• [EXTRACT PROVIDED]
--- BEGIN ---

The first use of our past as writers, then, is to adapt moments from our past that work well in the narrative, to help us as writers to convincingly create an emotion, a situation, a response.
In First Boy I wanted to show Cooper's stress, his sadness, his confusion, all that mixed together with a need, the weird need to be a good host in his own house and the inappropriate and bizarre mix of those emotions. And I wanted to show the emptiness that death leaves behind when all the fuss and details of the funeral are finally over. Everything that been taking us up since the death has done and you have to start living again. So I turned to my own past to find them.
Memories can also help with the creation of detailed settings. I've used a set of waterfalls from Downstate New York in a novel situated in Maine, and another situated in Upstate New York.
It can help with the creation of character. Most of my own teacher figures and minister figures are composites of real teachers and ministers, which is fun to do.
And even it can help with the creation of diction, particularly if you're workin in idioms, as in "make-do" here and regional expressions.
I do not, as a writer, though, use these moments from my own past as major narrative moments. They are not the great plot moments. I never use memories to create plot or generate full characters, like take someone out of a place that I knew and simply plunk them down into the plot. When the writer heads in that direction, it seems to me, he or she is veering towards memoir, and my interest here is in fiction. My own sense is that when the writer uses moments and events from her past, that these should support the narrative, but they should not determine or create the narrative, lest they take over the plotline, which in fiction, strikes me as really indulgent.
[00:27:08] The second use of the past that I want to mention involves adaptation of a very different sort. I'll tell you the story first, and then I'll read you the passage to show how it came into the novel. [clears throat] My grandmother believed that Baptists, particularly Baptists of the Congregational stamp, were direct spiritual descendants of John the Baptist, and so she played that prophet's role whenever she was around us. It could be terrifying and it could be unpredictable, which I guess is what John the Baptist could probably have been.

--- END ---

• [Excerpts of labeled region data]

--- BEGIN ---

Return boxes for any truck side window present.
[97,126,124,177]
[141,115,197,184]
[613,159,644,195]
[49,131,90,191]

--- END ---

• [PROMPT 1] In the talk on using the past in fiction, memories are said to help with the creation of which things?
• [PROMPT 2] According to the talk on using the past in fiction, what did the speaker's grandmother believe about Baptists?

• [TASK SOLUTION 1] Detailed settings, character, and diction.

• [TASK SOLUTION 2] She believed that Baptists, particularly those of the Congregational stamp, were direct spiritual descendants of John the Baptist.